» Given data
**********

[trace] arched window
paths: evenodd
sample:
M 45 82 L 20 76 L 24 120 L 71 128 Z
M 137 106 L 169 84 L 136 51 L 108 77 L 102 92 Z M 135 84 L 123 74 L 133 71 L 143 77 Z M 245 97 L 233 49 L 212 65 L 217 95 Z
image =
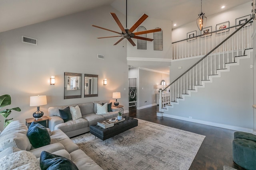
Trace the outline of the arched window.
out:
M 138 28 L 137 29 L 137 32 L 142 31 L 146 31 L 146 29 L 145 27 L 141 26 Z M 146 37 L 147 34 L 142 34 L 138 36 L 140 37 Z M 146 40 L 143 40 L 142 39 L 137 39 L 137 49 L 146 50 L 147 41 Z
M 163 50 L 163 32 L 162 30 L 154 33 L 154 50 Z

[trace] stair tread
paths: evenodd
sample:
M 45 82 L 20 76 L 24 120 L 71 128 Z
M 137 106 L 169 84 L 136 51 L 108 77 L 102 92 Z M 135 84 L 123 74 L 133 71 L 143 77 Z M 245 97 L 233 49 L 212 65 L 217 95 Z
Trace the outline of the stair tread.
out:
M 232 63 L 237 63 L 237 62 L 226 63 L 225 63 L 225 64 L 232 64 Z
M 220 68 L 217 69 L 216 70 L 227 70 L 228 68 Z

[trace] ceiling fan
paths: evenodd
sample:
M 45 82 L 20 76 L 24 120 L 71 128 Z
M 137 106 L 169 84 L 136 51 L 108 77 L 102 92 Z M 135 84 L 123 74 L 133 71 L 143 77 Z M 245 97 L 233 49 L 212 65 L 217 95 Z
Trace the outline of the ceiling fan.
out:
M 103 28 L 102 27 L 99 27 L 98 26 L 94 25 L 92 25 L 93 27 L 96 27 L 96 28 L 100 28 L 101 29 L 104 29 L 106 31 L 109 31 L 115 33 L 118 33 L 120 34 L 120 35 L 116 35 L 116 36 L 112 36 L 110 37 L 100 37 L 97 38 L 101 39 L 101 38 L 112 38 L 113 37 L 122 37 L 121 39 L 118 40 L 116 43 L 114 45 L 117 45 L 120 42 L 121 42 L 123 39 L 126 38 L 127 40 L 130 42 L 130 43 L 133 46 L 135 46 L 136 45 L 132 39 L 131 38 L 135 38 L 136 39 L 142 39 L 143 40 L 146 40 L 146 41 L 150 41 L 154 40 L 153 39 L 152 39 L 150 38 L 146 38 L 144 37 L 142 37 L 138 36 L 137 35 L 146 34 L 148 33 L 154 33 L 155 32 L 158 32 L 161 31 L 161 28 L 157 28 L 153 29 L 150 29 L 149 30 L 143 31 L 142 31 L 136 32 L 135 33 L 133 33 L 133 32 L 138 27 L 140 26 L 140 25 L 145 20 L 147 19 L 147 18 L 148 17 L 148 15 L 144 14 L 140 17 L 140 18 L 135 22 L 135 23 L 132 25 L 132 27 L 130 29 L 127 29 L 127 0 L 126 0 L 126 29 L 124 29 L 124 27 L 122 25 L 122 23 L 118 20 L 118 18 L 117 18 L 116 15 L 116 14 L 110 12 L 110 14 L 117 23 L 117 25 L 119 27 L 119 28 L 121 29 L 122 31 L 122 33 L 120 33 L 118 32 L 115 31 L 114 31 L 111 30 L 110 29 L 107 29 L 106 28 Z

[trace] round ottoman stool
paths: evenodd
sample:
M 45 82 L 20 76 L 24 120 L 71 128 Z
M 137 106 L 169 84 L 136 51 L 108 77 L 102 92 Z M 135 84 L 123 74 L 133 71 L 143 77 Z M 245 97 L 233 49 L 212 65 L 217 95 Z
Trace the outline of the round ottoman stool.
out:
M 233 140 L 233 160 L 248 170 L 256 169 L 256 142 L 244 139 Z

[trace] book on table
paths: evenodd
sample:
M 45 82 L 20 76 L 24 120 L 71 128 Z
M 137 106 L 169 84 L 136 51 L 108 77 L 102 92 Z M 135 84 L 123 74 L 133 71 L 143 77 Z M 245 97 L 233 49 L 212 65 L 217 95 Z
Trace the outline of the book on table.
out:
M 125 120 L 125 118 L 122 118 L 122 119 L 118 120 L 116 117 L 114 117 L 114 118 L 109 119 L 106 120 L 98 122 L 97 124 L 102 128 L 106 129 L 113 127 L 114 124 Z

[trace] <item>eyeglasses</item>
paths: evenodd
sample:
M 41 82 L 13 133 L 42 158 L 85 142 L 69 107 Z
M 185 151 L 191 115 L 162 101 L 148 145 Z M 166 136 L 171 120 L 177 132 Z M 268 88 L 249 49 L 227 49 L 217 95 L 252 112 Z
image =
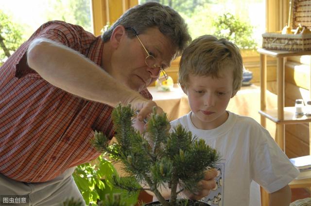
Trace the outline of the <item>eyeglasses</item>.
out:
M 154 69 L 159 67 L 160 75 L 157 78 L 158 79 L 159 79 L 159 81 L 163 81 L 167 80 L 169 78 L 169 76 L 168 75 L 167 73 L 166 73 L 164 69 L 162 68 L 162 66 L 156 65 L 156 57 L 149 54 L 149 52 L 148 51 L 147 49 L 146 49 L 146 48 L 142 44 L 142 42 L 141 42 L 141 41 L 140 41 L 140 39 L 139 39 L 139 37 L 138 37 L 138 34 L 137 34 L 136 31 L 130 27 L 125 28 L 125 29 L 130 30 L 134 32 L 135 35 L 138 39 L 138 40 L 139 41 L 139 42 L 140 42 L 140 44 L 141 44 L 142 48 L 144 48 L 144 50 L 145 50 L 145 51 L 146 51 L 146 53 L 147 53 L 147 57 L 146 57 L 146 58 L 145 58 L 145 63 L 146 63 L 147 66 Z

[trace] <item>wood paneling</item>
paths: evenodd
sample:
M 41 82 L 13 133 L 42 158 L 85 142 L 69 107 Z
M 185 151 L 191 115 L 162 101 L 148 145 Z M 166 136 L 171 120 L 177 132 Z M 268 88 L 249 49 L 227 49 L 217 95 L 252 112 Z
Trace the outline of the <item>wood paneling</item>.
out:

**********

» Set problem
Please give every line of the records above as a Markdown table with the columns Row and Line, numbering the rows and skipping blank lines. Leave the pictures out.

» The completed task
| Row | Line |
|---|---|
| 1 | [trace] arched window |
| 2 | paths: evenodd |
| 3 | sample: |
| 4 | M 45 82 L 20 76 L 24 120 L 71 128 Z |
| 5 | M 137 106 L 169 84 L 136 51 L 108 77 L 102 92 Z M 135 84 L 123 74 L 133 71 L 143 77 Z M 245 97 L 233 49 L 212 65 L 217 95 Z |
| 6 | image = |
| 7 | Trace the outline of the arched window. |
| 8 | out: |
| 9 | M 138 28 L 137 29 L 137 32 L 142 31 L 146 31 L 146 29 L 145 27 L 141 26 Z M 146 37 L 147 34 L 142 34 L 138 36 L 140 37 Z M 146 40 L 143 40 L 142 39 L 137 39 L 137 49 L 146 50 L 147 41 Z |
| 10 | M 163 50 L 163 32 L 162 30 L 154 33 L 154 50 Z |
| 11 | [trace] stair tread |
| 12 | paths: evenodd |
| 13 | sample: |
| 14 | M 45 82 L 20 76 L 24 120 L 71 128 Z |
| 15 | M 137 106 L 169 84 L 136 51 L 108 77 L 102 92 Z M 135 84 L 123 74 L 133 71 L 143 77 Z M 245 97 L 233 49 L 212 65 L 217 95 Z |
| 16 | Trace the outline of the stair tread. |
| 17 | out: |
| 18 | M 232 63 L 237 63 L 237 62 L 226 63 L 225 63 L 225 64 L 232 64 Z |
| 19 | M 220 68 L 217 69 L 216 70 L 227 70 L 228 68 Z |
| 20 | [trace] ceiling fan |
| 21 | paths: evenodd |
| 22 | sample: |
| 23 | M 45 82 L 20 76 L 24 120 L 71 128 Z |
| 24 | M 137 106 L 169 84 L 136 51 L 108 77 L 102 92 Z M 135 84 L 123 74 L 133 71 L 143 77 Z M 245 97 L 233 49 L 212 65 L 217 95 Z |
| 25 | Trace the outline of the ceiling fan. |
| 26 | out: |
| 27 | M 103 28 L 102 27 L 99 27 L 98 26 L 94 25 L 92 25 L 93 27 L 96 27 L 96 28 L 100 28 L 101 29 L 104 29 L 106 31 L 109 31 L 115 33 L 118 33 L 120 34 L 120 35 L 116 35 L 116 36 L 112 36 L 110 37 L 100 37 L 97 38 L 101 39 L 101 38 L 112 38 L 113 37 L 122 37 L 121 39 L 118 40 L 116 43 L 114 45 L 117 45 L 120 42 L 121 42 L 123 39 L 126 38 L 127 40 L 130 42 L 130 43 L 133 46 L 135 46 L 136 45 L 132 39 L 131 38 L 135 38 L 136 39 L 142 39 L 143 40 L 146 40 L 146 41 L 150 41 L 154 40 L 153 39 L 152 39 L 150 38 L 146 38 L 144 37 L 142 37 L 138 36 L 137 35 L 146 34 L 148 33 L 154 33 L 155 32 L 158 32 L 161 31 L 161 28 L 157 28 L 153 29 L 150 29 L 149 30 L 143 31 L 142 31 L 136 32 L 135 33 L 133 33 L 133 32 L 138 27 L 140 26 L 140 25 L 145 20 L 147 19 L 147 18 L 148 17 L 148 15 L 144 14 L 140 17 L 140 18 L 135 22 L 135 23 L 132 25 L 132 27 L 130 29 L 127 29 L 127 0 L 126 0 L 126 29 L 124 29 L 124 27 L 122 25 L 122 23 L 118 20 L 118 18 L 117 18 L 116 15 L 116 14 L 110 12 L 110 14 L 117 23 L 117 25 L 119 27 L 119 28 L 121 29 L 122 31 L 122 33 L 120 33 L 118 32 L 115 31 L 114 31 L 111 30 L 110 29 L 107 29 L 106 28 Z |
| 28 | [trace] round ottoman stool |
| 29 | paths: evenodd |
| 30 | sample: |
| 31 | M 45 82 L 20 76 L 24 120 L 71 128 Z |
| 32 | M 137 106 L 169 84 L 136 51 L 108 77 L 102 92 Z M 135 84 L 123 74 L 133 71 L 143 77 Z M 245 97 L 233 49 L 212 65 L 217 95 Z |
| 33 | Trace the outline of the round ottoman stool. |
| 34 | out: |
| 35 | M 233 140 L 233 160 L 248 170 L 256 169 L 256 142 L 244 139 Z |
| 36 | [trace] book on table |
| 37 | paths: evenodd |
| 38 | sample: |
| 39 | M 45 82 L 20 76 L 24 120 L 71 128 Z |
| 40 | M 137 106 L 169 84 L 136 51 L 108 77 L 102 92 Z M 135 84 L 123 74 L 133 71 L 143 77 Z M 245 97 L 233 49 L 212 65 L 217 95 Z |
| 41 | Trace the outline of the book on table. |
| 42 | out: |
| 43 | M 125 120 L 125 118 L 122 118 L 122 119 L 118 120 L 116 117 L 114 117 L 114 118 L 109 119 L 106 120 L 98 122 L 97 124 L 102 128 L 106 129 L 113 127 L 114 124 Z |
| 44 | [trace] <item>eyeglasses</item> |
| 45 | paths: evenodd |
| 46 | sample: |
| 47 | M 41 82 L 13 133 L 42 158 L 85 142 L 69 107 Z |
| 48 | M 185 151 L 191 115 L 162 101 L 148 145 Z M 166 136 L 171 120 L 177 132 Z M 268 88 L 249 49 L 227 49 L 217 95 L 252 112 Z |
| 49 | image = |
| 50 | Trace the outline of the <item>eyeglasses</item>. |
| 51 | out: |
| 52 | M 154 69 L 159 67 L 160 75 L 157 78 L 158 79 L 159 79 L 159 81 L 163 81 L 167 80 L 169 78 L 169 76 L 168 75 L 167 73 L 166 73 L 164 69 L 162 68 L 162 66 L 156 65 L 156 57 L 149 54 L 149 52 L 148 51 L 147 49 L 146 49 L 146 48 L 142 44 L 142 42 L 141 42 L 141 41 L 140 41 L 140 39 L 139 39 L 139 37 L 138 37 L 138 34 L 137 34 L 136 31 L 130 27 L 125 28 L 125 29 L 130 30 L 134 32 L 135 35 L 138 39 L 138 40 L 139 41 L 139 42 L 140 42 L 140 44 L 141 44 L 142 48 L 144 48 L 144 50 L 145 50 L 145 51 L 146 51 L 146 53 L 147 53 L 147 57 L 146 57 L 146 58 L 145 58 L 145 63 L 146 63 L 147 66 Z |
| 53 | [trace] <item>wood paneling</item> |
| 54 | paths: evenodd |
| 55 | sample: |
| 56 | M 41 82 L 13 133 L 42 158 L 85 142 L 69 107 Z |
| 57 | M 185 151 L 191 115 L 162 101 L 148 145 Z M 166 136 L 171 120 L 177 132 Z M 268 88 L 249 49 L 227 49 L 217 95 L 252 112 Z |
| 58 | Trace the outline of the <item>wood paneling</item>. |
| 59 | out: |